## SUPPLIED PASSAGE

It should be noted, in response to the gentleman with non-Quebec Canadian friends regarding mandated labels in Canada, that let us not compare apples to oranges. (Or rather, let’s not compare a Fuji with a Pink Lady.)

Canadian labeling laws for products distributed/sold in Quebec require that the French language copy be given equal prominence. And assuming that you do not have a specific SKU for Quebec (and I would think this also means controlling distribution of “non-Quebec” SKU to Quebec) — this means more copy – thus more paper/inserts and clutter/real-estate used.

In the U.S., this is not the case. There are specific category and product requirements mandated by various bodies — but none require equal prominence.

The author of the aforementioned comment makes a point that at one time or another we as consumers will experience having to go through various pieces of collateral/inserts to get to our language, but we should be clear that we are potentially comparing very different situations (French/Canada vs. Spanish/U.S.).

John Holcombe
John Holcombe
16 years 8 months ago

Lots of opinions here; insightful to be sure, but opinions nonetheless. Does anyone know of any sources of hard data (other than the oft-quoted FMI study)? Or any good case studies of in-market success (i.e., an increase in sales as a result of going to bilingual packing)? While the customer is always right, the producer requires ROI.

## DATA SHOWN
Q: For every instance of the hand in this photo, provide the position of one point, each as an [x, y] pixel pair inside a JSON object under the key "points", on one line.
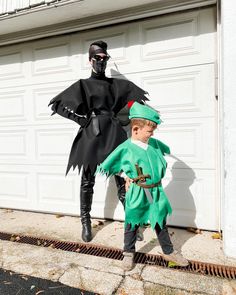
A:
{"points": [[128, 181]]}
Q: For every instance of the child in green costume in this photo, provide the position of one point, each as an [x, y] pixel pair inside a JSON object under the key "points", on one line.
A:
{"points": [[140, 161]]}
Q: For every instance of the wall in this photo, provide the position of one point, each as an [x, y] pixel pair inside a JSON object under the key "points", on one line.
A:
{"points": [[228, 96]]}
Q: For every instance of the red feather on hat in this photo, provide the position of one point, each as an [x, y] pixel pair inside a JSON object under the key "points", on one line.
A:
{"points": [[130, 103]]}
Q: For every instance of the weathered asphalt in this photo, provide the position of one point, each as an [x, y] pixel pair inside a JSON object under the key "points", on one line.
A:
{"points": [[12, 283], [102, 275]]}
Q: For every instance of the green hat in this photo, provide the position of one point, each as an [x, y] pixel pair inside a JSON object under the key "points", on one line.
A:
{"points": [[138, 110]]}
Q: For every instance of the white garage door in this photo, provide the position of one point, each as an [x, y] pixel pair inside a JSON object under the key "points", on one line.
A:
{"points": [[172, 57]]}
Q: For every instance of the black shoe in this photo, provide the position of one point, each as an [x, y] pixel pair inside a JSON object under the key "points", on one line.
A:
{"points": [[86, 232]]}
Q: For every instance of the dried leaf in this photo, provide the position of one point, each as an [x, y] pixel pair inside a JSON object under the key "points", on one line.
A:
{"points": [[171, 264], [216, 236]]}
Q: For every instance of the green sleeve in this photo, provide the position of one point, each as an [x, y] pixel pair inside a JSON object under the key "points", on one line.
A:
{"points": [[163, 147], [113, 163]]}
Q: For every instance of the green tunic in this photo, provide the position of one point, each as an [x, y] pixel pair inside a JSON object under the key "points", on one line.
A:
{"points": [[138, 209]]}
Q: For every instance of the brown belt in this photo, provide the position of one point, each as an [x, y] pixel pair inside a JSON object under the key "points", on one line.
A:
{"points": [[144, 185]]}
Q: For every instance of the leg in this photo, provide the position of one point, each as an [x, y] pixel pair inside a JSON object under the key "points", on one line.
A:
{"points": [[164, 238], [170, 254], [86, 197], [120, 183], [129, 247]]}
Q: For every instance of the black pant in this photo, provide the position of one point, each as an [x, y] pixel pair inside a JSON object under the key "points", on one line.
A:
{"points": [[162, 235]]}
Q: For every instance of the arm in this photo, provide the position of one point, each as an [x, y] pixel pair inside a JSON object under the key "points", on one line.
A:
{"points": [[113, 163], [69, 104]]}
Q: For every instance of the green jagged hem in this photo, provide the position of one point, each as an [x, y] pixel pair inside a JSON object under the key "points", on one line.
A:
{"points": [[142, 223]]}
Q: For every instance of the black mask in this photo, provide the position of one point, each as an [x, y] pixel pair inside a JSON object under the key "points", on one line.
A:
{"points": [[99, 66]]}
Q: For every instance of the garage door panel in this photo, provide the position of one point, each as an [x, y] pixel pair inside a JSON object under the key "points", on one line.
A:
{"points": [[14, 144], [53, 146], [17, 187], [191, 193], [106, 204], [13, 105], [51, 59], [55, 192], [182, 92], [189, 141], [167, 39]]}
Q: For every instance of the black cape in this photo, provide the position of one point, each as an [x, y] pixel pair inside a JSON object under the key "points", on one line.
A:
{"points": [[94, 104]]}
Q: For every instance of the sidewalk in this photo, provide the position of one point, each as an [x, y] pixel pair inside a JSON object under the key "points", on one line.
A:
{"points": [[103, 275]]}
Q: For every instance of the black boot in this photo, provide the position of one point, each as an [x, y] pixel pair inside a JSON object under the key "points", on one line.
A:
{"points": [[86, 197]]}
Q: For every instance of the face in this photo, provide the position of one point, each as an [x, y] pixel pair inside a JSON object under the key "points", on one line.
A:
{"points": [[99, 62], [142, 133]]}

## YOUR TASK
Decide whether each statement agrees with the comments on bilingual labeling. For each, answer yes or no and quote the deciding words. (a) Products sold in Quebec must give the French language copy equal prominence. (b) Bodies in the U.S. require equal prominence for a second language on labels. (c) The later comment asks for hard data sources other than the FMI study.

## COMPLETED EXERCISE
(a) Yes: "require that the French language copy be given equal prominence"
(b) No: "but none require equal prominence"
(c) Yes: "Does anyone know of any sources of hard data (other than the oft-quoted FMI study)?"